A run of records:
══════════════════════════════

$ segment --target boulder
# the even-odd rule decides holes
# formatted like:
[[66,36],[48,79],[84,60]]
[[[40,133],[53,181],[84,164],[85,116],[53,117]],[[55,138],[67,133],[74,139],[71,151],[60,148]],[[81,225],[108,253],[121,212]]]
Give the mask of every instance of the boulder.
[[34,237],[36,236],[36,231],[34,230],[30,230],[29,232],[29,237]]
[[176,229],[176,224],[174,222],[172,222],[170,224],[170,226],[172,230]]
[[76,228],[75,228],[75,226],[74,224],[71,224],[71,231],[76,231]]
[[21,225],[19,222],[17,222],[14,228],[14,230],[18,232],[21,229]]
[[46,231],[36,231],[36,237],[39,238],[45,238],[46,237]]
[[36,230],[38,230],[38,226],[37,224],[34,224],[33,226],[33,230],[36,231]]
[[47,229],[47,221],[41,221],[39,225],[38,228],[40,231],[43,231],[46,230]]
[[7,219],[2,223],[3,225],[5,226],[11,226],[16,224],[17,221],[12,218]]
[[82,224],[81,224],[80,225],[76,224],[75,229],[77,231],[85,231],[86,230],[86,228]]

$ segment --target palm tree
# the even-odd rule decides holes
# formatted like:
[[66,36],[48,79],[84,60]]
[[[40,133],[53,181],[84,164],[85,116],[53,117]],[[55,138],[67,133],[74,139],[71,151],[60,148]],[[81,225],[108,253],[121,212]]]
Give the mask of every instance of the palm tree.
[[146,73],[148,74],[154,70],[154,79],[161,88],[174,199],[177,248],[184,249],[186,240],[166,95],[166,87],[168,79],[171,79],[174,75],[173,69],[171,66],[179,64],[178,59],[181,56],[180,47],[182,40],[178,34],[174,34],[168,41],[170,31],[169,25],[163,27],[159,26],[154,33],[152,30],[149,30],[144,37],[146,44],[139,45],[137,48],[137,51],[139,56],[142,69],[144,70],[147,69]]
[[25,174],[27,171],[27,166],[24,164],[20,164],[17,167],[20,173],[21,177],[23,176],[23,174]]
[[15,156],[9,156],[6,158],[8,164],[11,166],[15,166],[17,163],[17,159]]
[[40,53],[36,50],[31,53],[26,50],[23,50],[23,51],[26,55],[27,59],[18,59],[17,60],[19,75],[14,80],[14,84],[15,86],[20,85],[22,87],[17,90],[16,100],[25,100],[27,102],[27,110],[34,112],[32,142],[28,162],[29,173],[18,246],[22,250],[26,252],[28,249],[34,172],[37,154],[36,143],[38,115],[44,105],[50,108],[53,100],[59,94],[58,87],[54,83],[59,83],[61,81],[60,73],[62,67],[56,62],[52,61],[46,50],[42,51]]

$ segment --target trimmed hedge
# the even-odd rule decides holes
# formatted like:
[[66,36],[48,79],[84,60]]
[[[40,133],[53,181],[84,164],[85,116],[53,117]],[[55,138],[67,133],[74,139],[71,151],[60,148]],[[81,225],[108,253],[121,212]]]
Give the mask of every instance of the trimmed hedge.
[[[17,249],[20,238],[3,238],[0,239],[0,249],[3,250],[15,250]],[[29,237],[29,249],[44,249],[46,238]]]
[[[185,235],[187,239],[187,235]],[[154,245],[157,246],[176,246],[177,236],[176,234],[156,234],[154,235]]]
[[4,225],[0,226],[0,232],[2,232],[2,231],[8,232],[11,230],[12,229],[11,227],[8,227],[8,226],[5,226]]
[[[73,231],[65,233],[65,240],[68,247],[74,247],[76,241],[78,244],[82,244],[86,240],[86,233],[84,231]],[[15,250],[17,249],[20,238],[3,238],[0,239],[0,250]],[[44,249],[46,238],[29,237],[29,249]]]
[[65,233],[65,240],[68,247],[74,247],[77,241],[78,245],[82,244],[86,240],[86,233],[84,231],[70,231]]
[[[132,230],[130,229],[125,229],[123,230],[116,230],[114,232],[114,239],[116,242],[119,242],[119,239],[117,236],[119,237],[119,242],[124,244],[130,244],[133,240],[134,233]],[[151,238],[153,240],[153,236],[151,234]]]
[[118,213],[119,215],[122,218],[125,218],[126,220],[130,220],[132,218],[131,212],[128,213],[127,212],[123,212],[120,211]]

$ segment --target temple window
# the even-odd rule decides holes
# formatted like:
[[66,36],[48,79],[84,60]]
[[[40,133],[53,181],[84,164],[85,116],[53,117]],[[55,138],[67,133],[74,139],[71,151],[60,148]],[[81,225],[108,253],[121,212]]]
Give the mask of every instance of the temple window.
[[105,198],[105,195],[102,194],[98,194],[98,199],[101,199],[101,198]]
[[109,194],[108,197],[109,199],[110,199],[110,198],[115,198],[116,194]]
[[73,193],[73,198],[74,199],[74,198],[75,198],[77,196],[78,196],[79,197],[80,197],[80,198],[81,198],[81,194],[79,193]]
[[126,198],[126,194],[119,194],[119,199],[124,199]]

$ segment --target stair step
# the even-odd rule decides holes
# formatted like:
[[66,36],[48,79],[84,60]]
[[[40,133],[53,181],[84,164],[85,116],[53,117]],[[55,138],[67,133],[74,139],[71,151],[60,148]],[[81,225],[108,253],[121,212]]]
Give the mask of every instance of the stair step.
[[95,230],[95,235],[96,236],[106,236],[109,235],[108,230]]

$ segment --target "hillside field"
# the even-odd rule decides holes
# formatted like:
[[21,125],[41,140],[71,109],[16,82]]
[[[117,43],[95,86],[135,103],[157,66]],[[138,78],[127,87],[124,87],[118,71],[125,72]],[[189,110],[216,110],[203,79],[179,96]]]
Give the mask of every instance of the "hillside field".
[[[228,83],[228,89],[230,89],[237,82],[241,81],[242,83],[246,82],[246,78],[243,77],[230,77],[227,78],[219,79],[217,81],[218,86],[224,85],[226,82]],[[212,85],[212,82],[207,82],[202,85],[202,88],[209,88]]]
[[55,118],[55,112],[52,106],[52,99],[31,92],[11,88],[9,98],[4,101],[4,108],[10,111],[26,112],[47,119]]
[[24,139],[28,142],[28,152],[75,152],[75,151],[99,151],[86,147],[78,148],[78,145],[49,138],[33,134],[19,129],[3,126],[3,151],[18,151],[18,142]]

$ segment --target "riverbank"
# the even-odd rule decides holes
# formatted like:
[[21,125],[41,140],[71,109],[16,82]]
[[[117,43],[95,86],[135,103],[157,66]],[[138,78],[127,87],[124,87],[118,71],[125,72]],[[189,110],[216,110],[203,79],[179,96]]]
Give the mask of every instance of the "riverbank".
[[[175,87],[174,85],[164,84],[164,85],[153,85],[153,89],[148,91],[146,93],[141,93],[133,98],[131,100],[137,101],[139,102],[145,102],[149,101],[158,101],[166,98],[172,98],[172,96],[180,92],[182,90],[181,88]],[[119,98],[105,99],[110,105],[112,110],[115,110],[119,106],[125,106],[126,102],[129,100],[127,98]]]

══════════════════════════════

WORK TO BE COMPLETED: Render every line of the listing above as a numbered list, skipping the blank lines.

SOLUTION TO THIS TASK:
1. $ segment --target boulder
2. # the even-odd rule decides holes
3. # formatted like:
4. [[66,36],[48,79],[84,60]]
5. [[[40,133],[53,181],[84,164],[85,116],[53,117]],[[55,138],[67,133],[74,139],[71,151],[60,148]],[[81,225],[108,253],[121,212]]]
6. Give the mask of every instance of the boulder.
7. [[34,237],[36,236],[36,231],[34,230],[30,230],[29,232],[29,237]]
8. [[176,229],[176,224],[174,222],[172,222],[170,224],[170,226],[172,230]]
9. [[76,228],[75,228],[75,226],[74,224],[71,224],[71,231],[76,231]]
10. [[21,225],[19,222],[17,222],[14,228],[14,230],[18,232],[21,229]]
11. [[46,231],[36,231],[36,237],[39,238],[45,238],[46,237]]
12. [[36,230],[38,230],[38,226],[37,224],[34,224],[33,226],[33,230],[36,231]]
13. [[47,229],[47,221],[41,221],[39,225],[38,228],[40,231],[43,231],[46,230]]
14. [[7,219],[2,223],[3,225],[5,226],[11,226],[16,224],[17,221],[12,218]]
15. [[82,224],[81,224],[80,225],[76,224],[75,229],[77,231],[85,231],[86,230],[86,228]]
16. $ segment --target palm tree
17. # the even-odd rule decides holes
18. # formatted like:
19. [[66,36],[48,79],[84,60]]
20. [[[40,133],[53,181],[84,164],[85,116],[53,117]],[[55,138],[67,133],[74,139],[71,151],[60,148]],[[81,225],[108,253],[121,212]]]
21. Give the mask of every instance of the palm tree.
22. [[146,73],[148,74],[154,70],[154,79],[161,88],[174,199],[177,248],[184,249],[186,240],[166,95],[166,87],[168,79],[171,79],[174,75],[173,69],[171,66],[179,64],[178,59],[181,56],[180,47],[182,40],[178,34],[174,34],[168,41],[170,31],[169,25],[163,27],[159,26],[154,33],[152,30],[149,30],[144,37],[146,44],[139,45],[137,48],[137,51],[139,56],[142,69],[144,70],[147,69]]
23. [[25,174],[27,171],[27,166],[24,164],[20,164],[17,167],[20,173],[21,177],[23,176],[23,174]]
24. [[15,156],[9,156],[6,158],[8,164],[11,166],[15,166],[17,163],[17,159]]
25. [[40,53],[36,50],[31,53],[26,50],[23,50],[23,51],[26,55],[27,59],[18,59],[17,60],[19,75],[14,80],[14,84],[15,86],[20,85],[22,87],[17,90],[16,100],[25,100],[27,102],[27,110],[34,112],[32,142],[28,162],[29,173],[18,246],[22,250],[26,252],[28,249],[34,172],[37,154],[36,143],[38,115],[44,105],[50,108],[53,100],[59,94],[58,87],[54,83],[59,83],[61,81],[60,73],[62,67],[56,62],[52,61],[46,50],[42,51]]
26. $ segment --target trimmed hedge
27. # the even-odd rule decides holes
28. # formatted like:
29. [[66,36],[48,79],[84,60]]
30. [[[40,133],[53,181],[84,164],[85,116],[53,117]],[[55,138],[67,133],[74,139],[71,151],[60,148]],[[81,225],[108,253],[121,212]]]
31. Give the mask of every instance of the trimmed hedge.
32. [[[17,249],[20,238],[3,238],[0,239],[0,249],[3,250],[15,250]],[[29,237],[29,249],[44,249],[46,238]]]
33. [[[185,235],[187,239],[187,235]],[[154,245],[157,246],[176,246],[177,236],[176,234],[156,234],[154,235]]]
34. [[4,225],[0,226],[0,232],[2,232],[2,231],[8,232],[11,230],[12,229],[11,227],[8,227],[8,226],[5,226]]
35. [[[73,231],[65,233],[65,240],[68,247],[74,247],[76,241],[78,244],[82,244],[86,240],[86,233],[84,231]],[[15,250],[17,249],[20,238],[3,238],[0,239],[0,250]],[[44,249],[46,238],[29,237],[29,249]]]
36. [[65,233],[65,240],[68,247],[74,247],[77,241],[78,245],[82,244],[86,240],[86,233],[84,231],[70,231]]
37. [[[132,230],[130,229],[125,229],[123,230],[116,230],[114,232],[114,239],[116,242],[119,242],[119,239],[117,236],[119,237],[119,242],[124,244],[130,244],[133,240],[134,233]],[[151,238],[153,240],[153,236],[151,234]]]
38. [[118,213],[119,215],[122,218],[125,218],[126,220],[130,220],[132,218],[131,212],[128,213],[127,212],[123,212],[120,211]]
39. $ segment --target temple window
40. # the even-odd rule decides holes
41. # formatted like:
42. [[66,36],[48,79],[84,60]]
43. [[[40,133],[53,181],[84,164],[85,116],[53,117]],[[55,138],[67,133],[74,139],[71,151],[60,148]],[[81,225],[108,253],[121,212]]]
44. Give the mask of every instance of the temple window.
45. [[105,198],[105,195],[102,194],[98,194],[98,199],[101,199],[101,198]]
46. [[109,194],[108,197],[109,199],[110,199],[110,198],[115,198],[116,194]]
47. [[73,193],[73,198],[74,199],[74,198],[75,198],[77,196],[78,196],[79,197],[80,197],[80,198],[81,198],[81,194],[79,193]]
48. [[126,198],[126,194],[119,194],[119,199],[124,199]]
49. $ segment --target stair step
50. # the even-odd rule decides holes
51. # formatted like:
52. [[66,36],[48,79],[84,60]]
53. [[[40,133],[53,181],[84,164],[85,116],[53,117]],[[55,138],[67,133],[74,139],[71,151],[60,148]],[[81,225],[108,253],[121,212]]]
54. Give the mask of every instance of the stair step.
55. [[95,230],[95,235],[96,236],[106,236],[109,235],[108,230]]
56. $ segment --target "hillside field"
57. # the even-odd rule decides holes
58. # formatted like:
59. [[21,125],[41,140],[71,109],[16,82]]
60. [[[117,43],[95,86],[135,103],[157,66]],[[138,78],[127,87],[124,87],[118,71],[125,72]],[[189,110],[216,110],[203,79],[179,96]]]
61. Give the mask of every instance of the "hillside field".
62. [[[228,83],[228,89],[230,89],[237,82],[241,81],[242,83],[246,82],[246,78],[243,77],[230,77],[227,78],[219,79],[217,81],[218,86],[224,85],[226,82]],[[212,85],[212,82],[207,82],[202,85],[202,88],[209,88]]]
63. [[55,118],[55,112],[52,106],[52,99],[31,92],[11,88],[9,98],[4,101],[4,108],[10,111],[26,112],[47,119]]
64. [[24,139],[28,142],[28,152],[75,152],[75,151],[99,151],[86,147],[78,148],[78,145],[49,138],[33,134],[19,129],[3,126],[3,151],[18,151],[18,142]]
65. $ segment --target "riverbank"
66. # the even-odd rule decides holes
67. # formatted like:
68. [[21,125],[41,140],[71,109],[16,82]]
69. [[[117,43],[95,86],[135,103],[157,66]],[[138,78],[127,87],[124,87],[118,71],[125,72]],[[189,110],[216,110],[203,79],[179,96]]]
70. Give the mask of every instance of the "riverbank".
71. [[[175,87],[174,85],[164,84],[164,85],[153,85],[153,89],[148,91],[146,93],[141,93],[133,98],[131,100],[137,101],[139,102],[145,102],[149,101],[158,101],[166,98],[172,98],[172,96],[180,92],[182,90],[181,88]],[[119,98],[105,99],[110,105],[112,110],[115,110],[119,106],[125,106],[126,102],[129,100],[127,98]]]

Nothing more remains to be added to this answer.